** START OF EXTRACT **

This generated a huge diff because of renumbering.
What I generally do is take out a chunk and commit,
then make renumbering a separate
commit, it does not need review :)

If I add a chunk, and numbering does not fit naturally,
I add it with a random huge number like 123 - this makes
it possible to add cross-references directly.
Again commit then re-number separately.

This also makes rebasing easier for people:
they can see the conflict is with a re-numbering patch.

> @@ -1267,16 +1275,16 @@ features.
>    packets by negotating the VIRTIO_NET_F_CSUM feature. This “
>    checksum offload” is a common feature on modern network cards.

** END OF EXTRACT **
** START OF DATA ROWS **

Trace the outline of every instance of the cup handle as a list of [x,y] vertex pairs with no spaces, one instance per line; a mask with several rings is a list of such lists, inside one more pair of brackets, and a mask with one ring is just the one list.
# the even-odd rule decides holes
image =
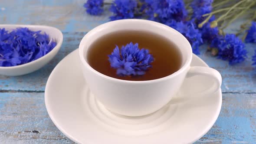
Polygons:
[[203,95],[213,93],[217,91],[221,85],[221,75],[215,69],[203,66],[191,66],[187,75],[189,78],[197,75],[203,75],[211,77],[214,80],[214,83],[210,88],[203,92],[198,92],[196,95]]
[[[214,80],[214,83],[210,88],[202,92],[193,93],[193,95],[199,95],[200,97],[200,96],[204,95],[213,93],[217,91],[221,85],[221,75],[219,72],[213,69],[203,66],[191,66],[187,74],[186,77],[189,78],[197,75],[206,75],[211,77]],[[177,94],[177,96],[172,99],[166,105],[184,102],[191,99],[195,99],[194,98],[195,98],[184,97],[184,95]]]

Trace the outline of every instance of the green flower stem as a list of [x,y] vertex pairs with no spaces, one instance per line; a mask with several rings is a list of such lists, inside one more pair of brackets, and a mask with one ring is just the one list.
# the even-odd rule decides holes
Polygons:
[[220,20],[221,20],[222,19],[223,19],[223,18],[225,17],[225,16],[226,16],[231,11],[231,10],[232,10],[234,8],[235,8],[236,6],[238,6],[239,5],[240,5],[240,4],[247,1],[247,0],[241,0],[239,2],[236,3],[235,4],[234,4],[233,6],[232,6],[230,9],[229,10],[228,10],[226,13],[225,13],[222,16],[220,16],[220,17],[219,17],[217,20],[216,20],[216,21],[217,22],[219,22]]
[[239,16],[242,15],[245,12],[246,12],[247,10],[249,9],[252,6],[256,3],[256,1],[254,0],[253,2],[251,3],[246,9],[245,9],[243,10],[242,10],[240,12],[240,13],[236,14],[234,17],[233,17],[228,23],[224,26],[222,29],[224,29],[228,26],[232,22],[233,22],[234,20],[236,20],[237,18]]
[[198,27],[201,28],[202,27],[203,27],[203,25],[205,23],[208,22],[209,20],[210,20],[210,18],[212,16],[212,15],[213,15],[211,13],[210,13],[209,16],[208,16],[208,17],[206,19],[205,19],[205,20],[204,20],[203,21],[203,22],[201,23],[200,24],[198,25]]

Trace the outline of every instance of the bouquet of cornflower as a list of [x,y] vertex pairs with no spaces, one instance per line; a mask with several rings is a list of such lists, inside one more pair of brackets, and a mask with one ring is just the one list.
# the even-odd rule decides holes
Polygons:
[[[233,65],[248,57],[243,42],[256,43],[256,0],[88,0],[84,7],[87,13],[98,15],[104,5],[110,4],[111,20],[144,19],[175,29],[190,43],[193,52],[200,54],[199,46],[218,59]],[[239,18],[244,22],[236,33],[225,29]],[[256,49],[251,58],[256,65]]]

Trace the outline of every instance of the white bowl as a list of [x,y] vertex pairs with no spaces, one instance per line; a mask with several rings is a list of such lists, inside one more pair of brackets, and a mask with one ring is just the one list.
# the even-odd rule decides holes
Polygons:
[[0,66],[0,75],[17,76],[34,72],[49,62],[59,50],[63,41],[63,35],[60,30],[56,28],[40,25],[0,25],[0,28],[4,28],[8,30],[12,30],[18,27],[25,27],[28,28],[31,30],[41,30],[43,33],[46,33],[50,39],[53,39],[56,42],[56,46],[48,53],[33,61],[17,66]]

** END OF DATA ROWS **

**YOUR INSTRUCTIONS**. Write what comes next in the review comment on renumbering patches, picking up after its last quoted line. The records are not needed for anything asked here.

**ANSWER TO THE TASK**.
>  
> -7. If that feature is negotiated[13], a driver can use TCP or UDP
> +7. If that feature is negotiated[12], a driver can use TCP or UDP
>    segmentation offload by negotiating the VIRTIO_NET_F_HOST_TSO4 (IPv4
>    TCP), VIRTIO_NET_F_HOST_TSO6 (IPv6 TCP) and VIRTIO_NET_F_HOST_UFO
>    (UDP fragmentation) features. It should not send TCP packets
>    requiring segmentation offload which have the Explicit Congestion
>    Notification bit set, unless the VIRTIO_NET_F_HOST_ECN feature is
> -  negotiated.[14]
> +  negotiated.[13]
>  
>  8. The converse features are also available: a driver can save
> -  the virtual device some work by negotiating these features.[15]
> +  the virtual device some work by negotiating these features.[14]
>     The VIRTIO_NET_F_GUEST_CSUM feature indicates that partially
>    checksummed packets can be received, and if it can do that then
>    the VIRTIO_NET_F_GUEST_TSO4, VIRTIO_NET_F_GUEST_TSO6,
> @@ -1328,7 +1336,7 @@ the different features the driver negotiated.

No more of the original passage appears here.